▶ **LESETEXT**
--

Vom Wandel des Change-Managements und den neuen Herausforderungen für Führungskräfte – Interview mit der Organisationsberaterin Bärbel Hess

Inhalt: Warum die Zeit der großen Change-Projekte vorbei ist / Wie die Begriffe New Work, Agilität und Selbstorganisation den Druck auf Teams erhöhen / Inwiefern Führungskräfte umdenken müssen / Wie starre Organisationen in Bewegung kommen

Interview mit Bärbel Hess, Organisationsberaterin (Website Bärbel Hess / LinkedIn / Xing ).

© Jörg Baumann



Simon Stäuber: Herzlich willkommen, Bärbel! Womit beschäftigst du dich?


Bärbel Hess: Ich begleite Menschen, Teams und Organisationen auf ihrem Weg, immer mit dem Ziel, Weiterentwicklung zu ermöglichen.


Simon: Deine Firma heißt Bärbel Hess A’CCOMPANY – was bedeutet das “A’CCOMPANY” für dich?

--

▶ **ARBEITSAUFTRÄGE**
A – Wie heißt laut dem Interview über Change-Management die Firma von Bärbel Hess?
B – Setze das Interview über Change-Management oben dort fort, wo es endet.

--

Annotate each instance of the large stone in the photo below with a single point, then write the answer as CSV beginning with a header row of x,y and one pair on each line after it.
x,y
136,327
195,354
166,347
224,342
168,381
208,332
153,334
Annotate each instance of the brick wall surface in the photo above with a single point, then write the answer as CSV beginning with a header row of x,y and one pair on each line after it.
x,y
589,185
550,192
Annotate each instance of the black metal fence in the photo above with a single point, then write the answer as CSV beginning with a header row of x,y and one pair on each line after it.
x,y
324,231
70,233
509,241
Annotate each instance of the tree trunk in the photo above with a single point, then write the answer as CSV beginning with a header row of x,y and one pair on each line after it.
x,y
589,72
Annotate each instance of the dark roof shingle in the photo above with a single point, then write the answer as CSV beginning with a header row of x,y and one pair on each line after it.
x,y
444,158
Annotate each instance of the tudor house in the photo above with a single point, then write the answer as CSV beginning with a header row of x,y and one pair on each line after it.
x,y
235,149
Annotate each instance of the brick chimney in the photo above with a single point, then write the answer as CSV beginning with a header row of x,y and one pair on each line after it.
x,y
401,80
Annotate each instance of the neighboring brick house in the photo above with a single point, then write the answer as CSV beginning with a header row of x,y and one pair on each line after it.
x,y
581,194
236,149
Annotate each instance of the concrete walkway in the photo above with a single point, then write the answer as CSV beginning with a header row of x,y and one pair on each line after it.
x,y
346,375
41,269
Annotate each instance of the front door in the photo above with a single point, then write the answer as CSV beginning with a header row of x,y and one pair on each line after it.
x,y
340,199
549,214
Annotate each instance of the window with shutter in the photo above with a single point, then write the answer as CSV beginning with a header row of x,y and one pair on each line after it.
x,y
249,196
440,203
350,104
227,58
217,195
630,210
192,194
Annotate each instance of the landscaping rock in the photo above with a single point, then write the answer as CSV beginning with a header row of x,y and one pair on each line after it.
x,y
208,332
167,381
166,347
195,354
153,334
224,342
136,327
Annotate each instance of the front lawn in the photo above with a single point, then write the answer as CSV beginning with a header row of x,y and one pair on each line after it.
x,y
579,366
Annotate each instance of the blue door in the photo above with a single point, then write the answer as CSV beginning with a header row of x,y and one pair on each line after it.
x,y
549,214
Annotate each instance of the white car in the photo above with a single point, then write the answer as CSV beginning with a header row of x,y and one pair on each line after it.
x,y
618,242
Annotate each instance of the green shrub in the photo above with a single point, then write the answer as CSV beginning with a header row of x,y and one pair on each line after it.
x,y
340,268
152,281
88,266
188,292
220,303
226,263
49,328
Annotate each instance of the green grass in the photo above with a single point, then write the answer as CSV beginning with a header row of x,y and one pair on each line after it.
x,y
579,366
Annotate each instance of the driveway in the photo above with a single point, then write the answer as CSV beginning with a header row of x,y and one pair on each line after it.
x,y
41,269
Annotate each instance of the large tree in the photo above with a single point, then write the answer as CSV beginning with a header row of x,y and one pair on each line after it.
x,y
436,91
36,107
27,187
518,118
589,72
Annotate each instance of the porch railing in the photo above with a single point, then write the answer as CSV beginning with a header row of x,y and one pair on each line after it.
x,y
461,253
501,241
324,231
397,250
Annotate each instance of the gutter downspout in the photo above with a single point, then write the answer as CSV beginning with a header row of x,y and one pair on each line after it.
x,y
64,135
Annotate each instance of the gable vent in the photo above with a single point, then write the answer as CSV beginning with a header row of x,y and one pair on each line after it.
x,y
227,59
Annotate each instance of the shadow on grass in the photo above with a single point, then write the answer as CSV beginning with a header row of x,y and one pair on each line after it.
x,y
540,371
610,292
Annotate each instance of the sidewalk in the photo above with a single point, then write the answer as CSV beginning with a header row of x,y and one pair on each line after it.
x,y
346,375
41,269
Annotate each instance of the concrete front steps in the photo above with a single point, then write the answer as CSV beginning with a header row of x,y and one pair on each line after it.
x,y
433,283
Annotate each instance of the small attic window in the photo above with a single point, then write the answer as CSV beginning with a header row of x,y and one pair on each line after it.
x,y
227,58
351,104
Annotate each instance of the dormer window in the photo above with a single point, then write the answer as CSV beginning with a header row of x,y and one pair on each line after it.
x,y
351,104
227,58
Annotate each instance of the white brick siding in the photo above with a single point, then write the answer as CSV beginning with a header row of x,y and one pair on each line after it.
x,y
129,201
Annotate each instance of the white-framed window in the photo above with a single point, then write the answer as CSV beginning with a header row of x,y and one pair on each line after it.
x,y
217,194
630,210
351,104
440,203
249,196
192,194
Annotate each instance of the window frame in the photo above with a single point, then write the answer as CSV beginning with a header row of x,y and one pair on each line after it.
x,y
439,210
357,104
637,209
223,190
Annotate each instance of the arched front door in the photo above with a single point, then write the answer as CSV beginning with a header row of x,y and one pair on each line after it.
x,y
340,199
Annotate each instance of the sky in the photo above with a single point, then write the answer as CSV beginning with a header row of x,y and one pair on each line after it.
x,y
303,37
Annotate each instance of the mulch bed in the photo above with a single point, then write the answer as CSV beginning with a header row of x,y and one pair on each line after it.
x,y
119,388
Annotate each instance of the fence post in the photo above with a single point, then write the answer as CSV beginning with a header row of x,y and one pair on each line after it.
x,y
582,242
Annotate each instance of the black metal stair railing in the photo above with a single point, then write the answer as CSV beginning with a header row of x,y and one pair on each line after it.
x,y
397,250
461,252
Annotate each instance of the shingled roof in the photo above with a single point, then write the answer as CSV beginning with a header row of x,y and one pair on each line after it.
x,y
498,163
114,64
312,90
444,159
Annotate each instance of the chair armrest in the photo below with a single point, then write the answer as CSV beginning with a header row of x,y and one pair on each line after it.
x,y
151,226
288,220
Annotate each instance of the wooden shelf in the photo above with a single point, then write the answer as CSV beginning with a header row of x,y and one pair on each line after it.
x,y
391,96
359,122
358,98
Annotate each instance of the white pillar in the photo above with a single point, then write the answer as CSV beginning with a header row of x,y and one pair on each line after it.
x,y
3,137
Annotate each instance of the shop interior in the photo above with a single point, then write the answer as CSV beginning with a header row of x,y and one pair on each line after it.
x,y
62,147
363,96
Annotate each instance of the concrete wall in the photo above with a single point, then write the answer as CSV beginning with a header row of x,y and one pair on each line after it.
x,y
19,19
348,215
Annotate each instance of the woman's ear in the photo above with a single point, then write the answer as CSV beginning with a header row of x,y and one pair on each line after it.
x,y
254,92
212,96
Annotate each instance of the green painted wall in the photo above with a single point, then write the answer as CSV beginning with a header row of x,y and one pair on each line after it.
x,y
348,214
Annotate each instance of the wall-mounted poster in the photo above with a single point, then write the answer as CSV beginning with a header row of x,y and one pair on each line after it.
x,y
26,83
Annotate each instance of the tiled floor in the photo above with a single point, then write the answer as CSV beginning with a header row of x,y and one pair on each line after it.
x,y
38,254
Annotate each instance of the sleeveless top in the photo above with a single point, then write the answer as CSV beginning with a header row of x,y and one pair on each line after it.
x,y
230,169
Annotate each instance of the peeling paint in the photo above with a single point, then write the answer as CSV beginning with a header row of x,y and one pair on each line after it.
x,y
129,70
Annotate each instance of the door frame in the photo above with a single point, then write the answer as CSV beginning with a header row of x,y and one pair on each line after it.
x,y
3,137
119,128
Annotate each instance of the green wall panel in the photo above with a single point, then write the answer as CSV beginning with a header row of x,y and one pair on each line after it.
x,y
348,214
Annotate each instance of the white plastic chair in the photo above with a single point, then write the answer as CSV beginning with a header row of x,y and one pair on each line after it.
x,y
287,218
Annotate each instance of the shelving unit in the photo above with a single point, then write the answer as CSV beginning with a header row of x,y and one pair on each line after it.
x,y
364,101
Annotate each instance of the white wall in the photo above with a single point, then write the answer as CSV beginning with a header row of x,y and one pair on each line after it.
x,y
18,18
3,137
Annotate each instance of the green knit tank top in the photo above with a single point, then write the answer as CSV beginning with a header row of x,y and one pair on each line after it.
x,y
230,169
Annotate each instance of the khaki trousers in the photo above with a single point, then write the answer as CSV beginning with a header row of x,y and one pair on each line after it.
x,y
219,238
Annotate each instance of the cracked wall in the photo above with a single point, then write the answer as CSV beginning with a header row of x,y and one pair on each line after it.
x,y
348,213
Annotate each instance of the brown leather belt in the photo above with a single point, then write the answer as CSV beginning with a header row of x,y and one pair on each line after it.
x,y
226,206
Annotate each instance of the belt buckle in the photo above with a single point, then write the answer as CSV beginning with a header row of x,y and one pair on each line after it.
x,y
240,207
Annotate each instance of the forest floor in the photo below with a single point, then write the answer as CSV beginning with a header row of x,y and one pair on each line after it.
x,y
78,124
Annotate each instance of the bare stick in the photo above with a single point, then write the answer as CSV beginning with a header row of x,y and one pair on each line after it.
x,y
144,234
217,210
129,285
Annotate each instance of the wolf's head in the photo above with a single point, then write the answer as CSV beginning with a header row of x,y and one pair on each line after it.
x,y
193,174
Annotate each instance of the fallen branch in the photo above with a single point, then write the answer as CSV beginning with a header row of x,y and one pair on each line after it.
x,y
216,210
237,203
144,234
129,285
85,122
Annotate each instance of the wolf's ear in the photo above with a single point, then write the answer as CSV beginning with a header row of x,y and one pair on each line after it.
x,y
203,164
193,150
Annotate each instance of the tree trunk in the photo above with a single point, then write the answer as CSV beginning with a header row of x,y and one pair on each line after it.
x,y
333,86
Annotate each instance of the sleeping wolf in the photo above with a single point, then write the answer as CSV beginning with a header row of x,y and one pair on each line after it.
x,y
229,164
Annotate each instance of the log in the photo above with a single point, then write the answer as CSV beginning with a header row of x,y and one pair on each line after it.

--

▶ **ANTWORTEN**
A – Bärbel Hess A’CCOMPANY

B –
Bärbel: Das war spannend, dieser Prozess, eine Firma zu gründen und dafür einen Namen zu finden. Das “A’CCOMPANY”, das so sperrig mit Apostroph geschrieben ist, ist eigentlich ein Wortspiel für mich, weil ich für mich lange auch ein Fragezeichen dahinter gesetzt habe. A company? Da tauchen ganz viele Fragen auf, zum Beispiel: Was ist eigentlich mein Produkt? Und diese Frage ist auch ein bisschen ein Augenzwinkern, weil ich immer noch in der Entwicklung bin, mein eigener Veränderungsprozess ist das. Also: Ich gehe immer noch sehr fragend durch die Welt. Gleichzeitig ist natürlich „accompany“, also begleiten, das, was ich tue. Ich habe ganz viele Fragen im Angebot und noch ein paar andere Methoden. Was ich als Beraterin ganz sicher nicht mitbringe, sind Antworten auf die Fragen der Unternehmen und Organisationen. Die entstehen im Prozess, in der Arbeit mit den Kunden. Deswegen passt für mich “begleiten” am allerbesten zu dem, was ich mache.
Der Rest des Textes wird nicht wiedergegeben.